── ITEMS

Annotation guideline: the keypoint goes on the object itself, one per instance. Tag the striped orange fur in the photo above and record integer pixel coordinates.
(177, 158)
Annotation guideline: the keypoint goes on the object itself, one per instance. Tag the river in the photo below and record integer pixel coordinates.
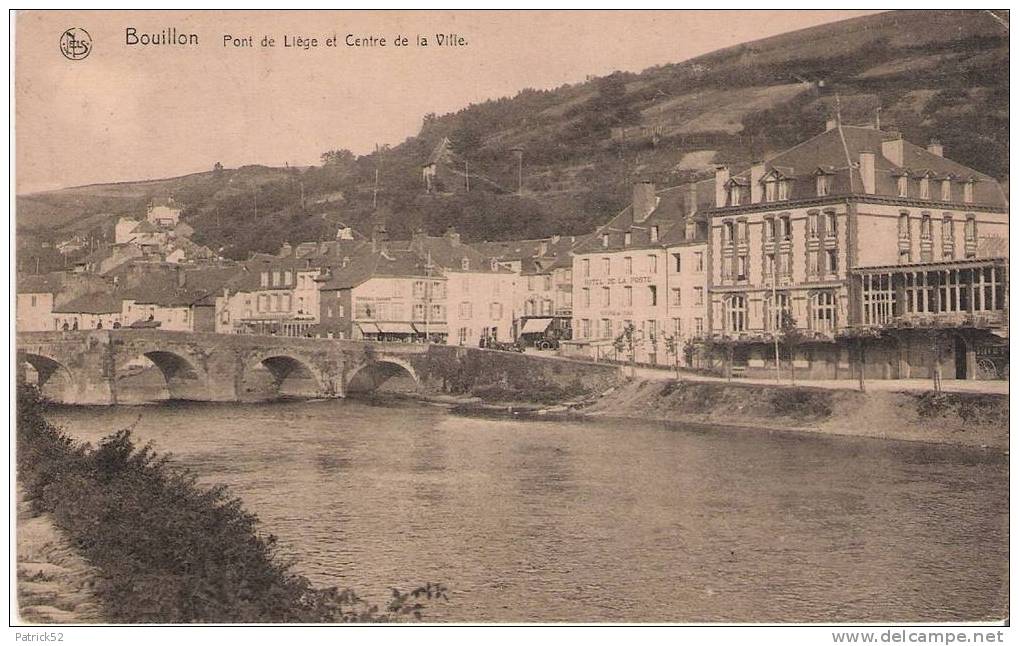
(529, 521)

────
── ITEMS

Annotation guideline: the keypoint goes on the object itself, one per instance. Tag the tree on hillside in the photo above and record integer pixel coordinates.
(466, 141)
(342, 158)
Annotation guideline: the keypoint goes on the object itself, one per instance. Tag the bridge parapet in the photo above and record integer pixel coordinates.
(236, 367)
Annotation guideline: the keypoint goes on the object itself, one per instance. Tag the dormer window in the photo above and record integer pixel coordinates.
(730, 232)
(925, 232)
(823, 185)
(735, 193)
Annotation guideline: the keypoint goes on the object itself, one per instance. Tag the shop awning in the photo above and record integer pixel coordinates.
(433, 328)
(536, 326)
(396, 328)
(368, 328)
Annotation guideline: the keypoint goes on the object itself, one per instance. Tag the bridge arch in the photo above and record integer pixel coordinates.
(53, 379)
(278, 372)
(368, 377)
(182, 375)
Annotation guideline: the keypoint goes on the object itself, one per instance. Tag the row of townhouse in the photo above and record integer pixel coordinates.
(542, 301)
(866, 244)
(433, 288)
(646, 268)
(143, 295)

────

- [EXERCISE INSTRUCTIONS] Count the lines in the entries above that contain the string "itself", with case significant, and reply with the number only.

- [ANSWER FOR THIS EXERCISE] 8